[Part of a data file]
-- BEGIN --

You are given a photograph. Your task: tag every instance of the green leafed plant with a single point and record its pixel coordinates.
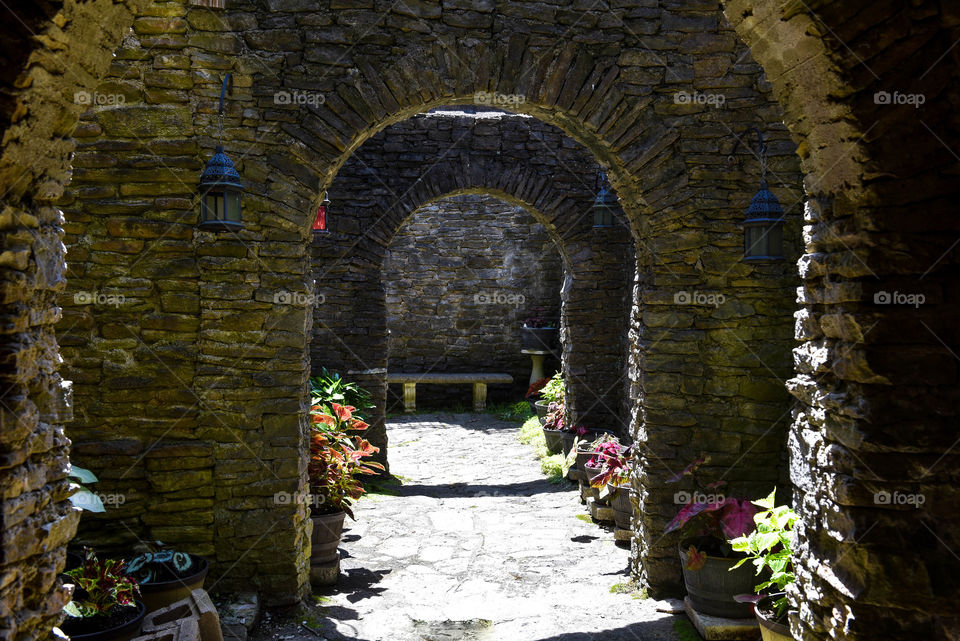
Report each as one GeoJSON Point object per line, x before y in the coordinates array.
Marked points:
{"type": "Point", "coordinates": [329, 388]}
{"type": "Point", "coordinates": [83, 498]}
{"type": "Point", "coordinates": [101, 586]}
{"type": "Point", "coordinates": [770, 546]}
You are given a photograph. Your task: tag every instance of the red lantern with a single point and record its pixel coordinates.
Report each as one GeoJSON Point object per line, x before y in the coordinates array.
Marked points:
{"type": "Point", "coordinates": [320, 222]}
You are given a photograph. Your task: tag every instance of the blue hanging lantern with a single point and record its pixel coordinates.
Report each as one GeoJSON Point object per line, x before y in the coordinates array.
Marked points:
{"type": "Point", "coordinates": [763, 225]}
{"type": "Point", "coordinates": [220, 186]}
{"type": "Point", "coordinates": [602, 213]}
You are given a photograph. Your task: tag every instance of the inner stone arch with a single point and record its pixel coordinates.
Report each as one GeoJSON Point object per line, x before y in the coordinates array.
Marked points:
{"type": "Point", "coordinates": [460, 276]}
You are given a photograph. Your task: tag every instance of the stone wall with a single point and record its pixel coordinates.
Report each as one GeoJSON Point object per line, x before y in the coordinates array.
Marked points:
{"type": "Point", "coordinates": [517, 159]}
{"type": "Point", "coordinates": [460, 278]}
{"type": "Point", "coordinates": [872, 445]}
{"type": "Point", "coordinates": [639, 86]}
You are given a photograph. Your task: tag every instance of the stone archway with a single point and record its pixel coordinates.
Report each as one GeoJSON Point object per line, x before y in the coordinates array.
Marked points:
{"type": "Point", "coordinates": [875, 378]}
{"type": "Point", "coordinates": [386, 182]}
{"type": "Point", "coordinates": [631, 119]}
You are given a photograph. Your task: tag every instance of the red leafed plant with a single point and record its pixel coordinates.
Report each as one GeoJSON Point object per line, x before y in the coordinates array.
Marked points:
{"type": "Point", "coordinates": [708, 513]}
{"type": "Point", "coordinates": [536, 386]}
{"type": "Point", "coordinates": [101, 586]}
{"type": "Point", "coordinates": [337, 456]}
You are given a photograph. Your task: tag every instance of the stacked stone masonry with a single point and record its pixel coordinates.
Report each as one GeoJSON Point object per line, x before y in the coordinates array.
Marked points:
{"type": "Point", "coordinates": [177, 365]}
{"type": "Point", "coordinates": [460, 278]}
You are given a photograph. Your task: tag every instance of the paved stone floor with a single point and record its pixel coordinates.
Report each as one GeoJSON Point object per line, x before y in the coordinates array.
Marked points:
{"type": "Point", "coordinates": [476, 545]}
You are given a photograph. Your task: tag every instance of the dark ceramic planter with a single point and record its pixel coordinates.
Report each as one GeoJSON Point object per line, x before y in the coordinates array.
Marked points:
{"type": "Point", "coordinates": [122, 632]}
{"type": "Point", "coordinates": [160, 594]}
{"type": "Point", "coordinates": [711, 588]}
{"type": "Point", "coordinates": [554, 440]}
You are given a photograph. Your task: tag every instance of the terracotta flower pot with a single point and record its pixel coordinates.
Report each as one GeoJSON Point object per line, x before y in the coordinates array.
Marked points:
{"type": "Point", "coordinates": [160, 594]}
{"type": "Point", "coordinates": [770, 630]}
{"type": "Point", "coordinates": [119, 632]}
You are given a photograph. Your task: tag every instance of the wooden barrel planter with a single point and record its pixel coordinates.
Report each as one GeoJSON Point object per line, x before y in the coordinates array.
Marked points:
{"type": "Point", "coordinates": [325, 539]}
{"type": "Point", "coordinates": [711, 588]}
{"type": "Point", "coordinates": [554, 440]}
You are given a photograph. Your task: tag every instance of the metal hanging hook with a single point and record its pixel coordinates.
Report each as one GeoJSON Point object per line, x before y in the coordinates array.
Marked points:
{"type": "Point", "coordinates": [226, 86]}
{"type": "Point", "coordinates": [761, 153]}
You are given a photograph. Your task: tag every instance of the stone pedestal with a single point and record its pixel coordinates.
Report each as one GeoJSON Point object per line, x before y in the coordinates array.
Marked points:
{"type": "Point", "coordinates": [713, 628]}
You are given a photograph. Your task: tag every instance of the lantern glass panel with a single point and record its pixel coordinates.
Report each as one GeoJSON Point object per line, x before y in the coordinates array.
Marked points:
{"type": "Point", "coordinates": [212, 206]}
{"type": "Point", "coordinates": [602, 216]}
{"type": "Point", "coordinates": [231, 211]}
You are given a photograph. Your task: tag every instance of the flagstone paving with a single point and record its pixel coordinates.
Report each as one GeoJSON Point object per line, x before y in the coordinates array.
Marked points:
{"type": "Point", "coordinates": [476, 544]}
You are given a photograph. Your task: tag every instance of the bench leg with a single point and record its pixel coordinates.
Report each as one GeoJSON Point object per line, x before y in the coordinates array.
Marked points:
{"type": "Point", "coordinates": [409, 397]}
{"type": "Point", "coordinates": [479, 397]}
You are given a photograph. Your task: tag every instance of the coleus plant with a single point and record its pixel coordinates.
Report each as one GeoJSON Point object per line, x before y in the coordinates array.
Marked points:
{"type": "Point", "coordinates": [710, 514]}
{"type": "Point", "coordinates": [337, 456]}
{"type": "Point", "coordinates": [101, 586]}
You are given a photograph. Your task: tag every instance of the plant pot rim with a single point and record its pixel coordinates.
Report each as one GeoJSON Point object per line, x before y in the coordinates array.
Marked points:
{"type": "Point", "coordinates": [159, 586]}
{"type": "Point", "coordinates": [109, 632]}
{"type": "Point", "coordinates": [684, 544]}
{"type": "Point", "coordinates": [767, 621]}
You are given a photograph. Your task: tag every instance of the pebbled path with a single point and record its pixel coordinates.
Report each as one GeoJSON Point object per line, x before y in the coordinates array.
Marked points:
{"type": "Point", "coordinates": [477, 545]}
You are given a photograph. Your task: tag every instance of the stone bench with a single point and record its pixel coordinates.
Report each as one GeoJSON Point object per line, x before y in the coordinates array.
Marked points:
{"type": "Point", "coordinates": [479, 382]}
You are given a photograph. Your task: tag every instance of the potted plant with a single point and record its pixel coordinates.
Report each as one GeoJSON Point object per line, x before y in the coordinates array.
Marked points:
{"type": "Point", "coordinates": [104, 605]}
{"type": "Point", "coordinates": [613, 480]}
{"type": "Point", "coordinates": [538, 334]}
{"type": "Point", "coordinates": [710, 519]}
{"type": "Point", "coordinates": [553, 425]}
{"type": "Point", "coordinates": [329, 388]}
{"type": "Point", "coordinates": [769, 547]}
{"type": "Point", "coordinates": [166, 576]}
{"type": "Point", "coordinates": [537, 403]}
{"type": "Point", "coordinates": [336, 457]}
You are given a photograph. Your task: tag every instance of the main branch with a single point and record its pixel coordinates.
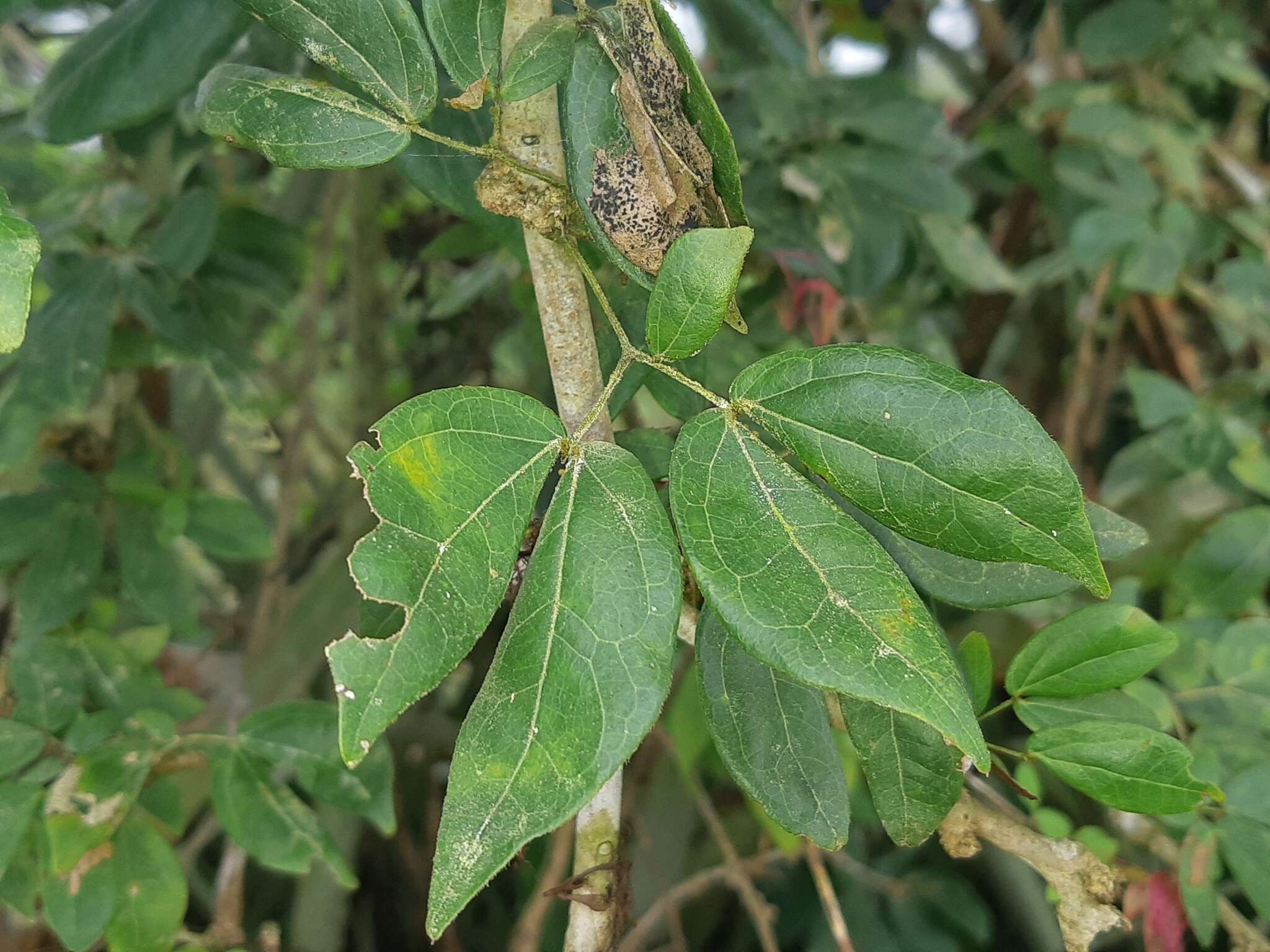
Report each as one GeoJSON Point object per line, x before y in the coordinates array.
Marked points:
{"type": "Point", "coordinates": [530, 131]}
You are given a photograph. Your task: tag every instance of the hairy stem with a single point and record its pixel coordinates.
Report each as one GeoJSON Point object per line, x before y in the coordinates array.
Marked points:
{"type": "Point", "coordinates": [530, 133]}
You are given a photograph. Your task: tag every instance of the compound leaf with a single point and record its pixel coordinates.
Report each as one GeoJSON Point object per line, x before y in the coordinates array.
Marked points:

-- END --

▶ _STATED GOAL_
Print all entries exactly. The images do not belong in the copy.

▶ _THE OUTPUT_
You are given a photograph. Your task: tag every instance of the green leafed plant with a single point and record its pixel coordinates.
Report each as one GeoJSON Point object per line, x before y in the coordinates array.
Marked points:
{"type": "Point", "coordinates": [329, 388]}
{"type": "Point", "coordinates": [83, 498]}
{"type": "Point", "coordinates": [101, 586]}
{"type": "Point", "coordinates": [770, 546]}
You are given a photograph. Your task: tag every instance of the red lantern with a single point and record its pixel coordinates.
Report each as one GeoJSON Point object per line, x before y in the coordinates array.
Marked points:
{"type": "Point", "coordinates": [320, 222]}
You are given a photograph. Your task: tag every instance of the blue hanging lantern with a single point and record its pixel coordinates.
Report each as one GeoJSON Point object per line, x before y in the coordinates array.
Marked points:
{"type": "Point", "coordinates": [763, 225]}
{"type": "Point", "coordinates": [220, 186]}
{"type": "Point", "coordinates": [602, 213]}
You are given a photograph. Your task: tag every instance of the inner stone arch with a single point and record its pixel coordinates.
Report each as one GeoJSON Point object per line, x before y in the coordinates array.
Marked points:
{"type": "Point", "coordinates": [460, 276]}
You are given a photograph. Your task: tag every instance of the stone wall with a single point and record its pixel coordinates.
Report each as one GeoJSON Point object per line, x before y in the coordinates array.
Marked points:
{"type": "Point", "coordinates": [517, 159]}
{"type": "Point", "coordinates": [460, 278]}
{"type": "Point", "coordinates": [872, 445]}
{"type": "Point", "coordinates": [639, 86]}
You are given a photograph. Your task: tag every instance of the stone archway with a single point and record its pixel coordinates.
Report each as one GeoJSON Point object per line, x before y in the coordinates array.
Marked points:
{"type": "Point", "coordinates": [875, 378]}
{"type": "Point", "coordinates": [386, 182]}
{"type": "Point", "coordinates": [631, 119]}
You are given a photograph. Your task: tag every instance of the red leafed plant with a single point and record its pixel coordinates.
Report each as one GeoJSON Point object per line, x before y in the coordinates array.
Marked points:
{"type": "Point", "coordinates": [708, 513]}
{"type": "Point", "coordinates": [536, 386]}
{"type": "Point", "coordinates": [101, 586]}
{"type": "Point", "coordinates": [337, 456]}
You are given a photograph. Your task: tag every instance of the stacked stone masonry with a single point and record its pixel coordinates.
Report each as one GeoJSON Point object per line, x before y in the coordinates array.
Marked points:
{"type": "Point", "coordinates": [177, 365]}
{"type": "Point", "coordinates": [460, 278]}
You are given a photograph. Your task: tag every instance of the paved stone floor with a single point and record its pixel coordinates.
Report each as one GeoJSON Point object per line, x before y in the coordinates array.
Marked points:
{"type": "Point", "coordinates": [476, 545]}
You are given a photograph. Your task: tag every instance of the dark ceramic planter with a single point and record its pixel coordinates.
Report each as one GeoJSON Point object per line, x before y in the coordinates array.
Marked points:
{"type": "Point", "coordinates": [122, 632]}
{"type": "Point", "coordinates": [160, 594]}
{"type": "Point", "coordinates": [711, 588]}
{"type": "Point", "coordinates": [554, 440]}
You are given a photograph. Your task: tag every instance of the terracotta flower pot with a single point and record its pixel coordinates.
Report each as one GeoJSON Point object per line, x before y in the coordinates array.
Marked points:
{"type": "Point", "coordinates": [160, 594]}
{"type": "Point", "coordinates": [770, 630]}
{"type": "Point", "coordinates": [119, 632]}
You are given a photograph. Your task: tag every instance of the wooden barrel planter with a single point and record its pixel coordinates.
Report each as one GeoJSON Point object per line, x before y in the coordinates array.
Marked points:
{"type": "Point", "coordinates": [325, 539]}
{"type": "Point", "coordinates": [711, 588]}
{"type": "Point", "coordinates": [554, 440]}
You are given a photograph. Your task: tag every instance of the metal hanging hook with a single point and record its pixel coordinates.
Report each as one GeoJSON Point object per line, x before y in the coordinates array.
Marked points:
{"type": "Point", "coordinates": [226, 86]}
{"type": "Point", "coordinates": [761, 153]}
You are given a photograph. Your task: tag every instance of the stone pedestal with a single point and record its pixel coordinates.
Report each as one GeoJSON Point object per line, x before y in the coordinates array.
Marked points:
{"type": "Point", "coordinates": [713, 628]}
You are given a photograph. Your task: tag every instance of the lantern glass panel with a single point and record its pixel coordinates.
Report each as one GeoJSON Point object per line, x before y in the coordinates array.
Marked points:
{"type": "Point", "coordinates": [212, 206]}
{"type": "Point", "coordinates": [602, 216]}
{"type": "Point", "coordinates": [231, 211]}
You are given a photograph. Your task: tag every instance of the flagstone paving with a single point and record its pixel coordinates.
Report each as one GeoJSON Point object per line, x before y in the coordinates array.
Marked points:
{"type": "Point", "coordinates": [476, 544]}
You are given a photograph. Your task: tag every instance of the bench leg with a single point and record its pixel coordinates.
Report each as one GeoJSON Point object per line, x before y in the coordinates array.
Marked points:
{"type": "Point", "coordinates": [409, 397]}
{"type": "Point", "coordinates": [479, 397]}
You are given a photograph. Your task: tag every instance of the coleus plant with a single point and record its pixel coordinates.
Report each as one GeoJSON Point object per line, x before y in the coordinates array.
Marked points:
{"type": "Point", "coordinates": [710, 514]}
{"type": "Point", "coordinates": [337, 456]}
{"type": "Point", "coordinates": [101, 586]}
You are given a photograph. Your task: tag every instance of the plant pot rim with a single point and record its pixel coordinates.
Report each as one GeoJSON Point object per line, x before y in the coordinates array.
Marked points:
{"type": "Point", "coordinates": [159, 586]}
{"type": "Point", "coordinates": [109, 632]}
{"type": "Point", "coordinates": [684, 544]}
{"type": "Point", "coordinates": [767, 621]}
You are given a photograph. Your task: tag every instance of the pebbled path with a single point and record its pixel coordinates.
Report each as one GeoJSON Point object per line, x before y in the coordinates array.
Marked points:
{"type": "Point", "coordinates": [477, 545]}
You are given a photograph. Your task: tag every instance of the stone bench with a single point and record its pixel coordinates.
Report each as one GeoJSON Point object per line, x before y in the coordinates array.
Marked points:
{"type": "Point", "coordinates": [479, 382]}
You are given a photograph. Your task: tag every instance of the potted plant with a single point and record its pixel coordinates.
Report each as one GeoJSON Point object per line, x before y in the coordinates array.
Marked points:
{"type": "Point", "coordinates": [104, 605]}
{"type": "Point", "coordinates": [613, 480]}
{"type": "Point", "coordinates": [538, 334]}
{"type": "Point", "coordinates": [710, 519]}
{"type": "Point", "coordinates": [553, 425]}
{"type": "Point", "coordinates": [329, 388]}
{"type": "Point", "coordinates": [769, 547]}
{"type": "Point", "coordinates": [166, 576]}
{"type": "Point", "coordinates": [537, 403]}
{"type": "Point", "coordinates": [336, 457]}
You are given a photograph. Your task: tag every instance of the main branch with a single point and record its pixel coordinates.
Report each as one GeoJSON Point object per line, x before y in the coordinates array.
Marked points:
{"type": "Point", "coordinates": [530, 131]}
You are given a photograph. Your task: tag every instance of the hairy stem with a single point and record its pixel coordinates.
Report each as one GeoJSON Point object per line, x before y in the coordinates array.
Marked points:
{"type": "Point", "coordinates": [530, 133]}
You are given a photograph. Your task: tag every instance of the compound leaf with a single point and record its pixel coordinates.
Report each as one GeoJSON Point object per line, x before y in the coordinates array.
Marked points:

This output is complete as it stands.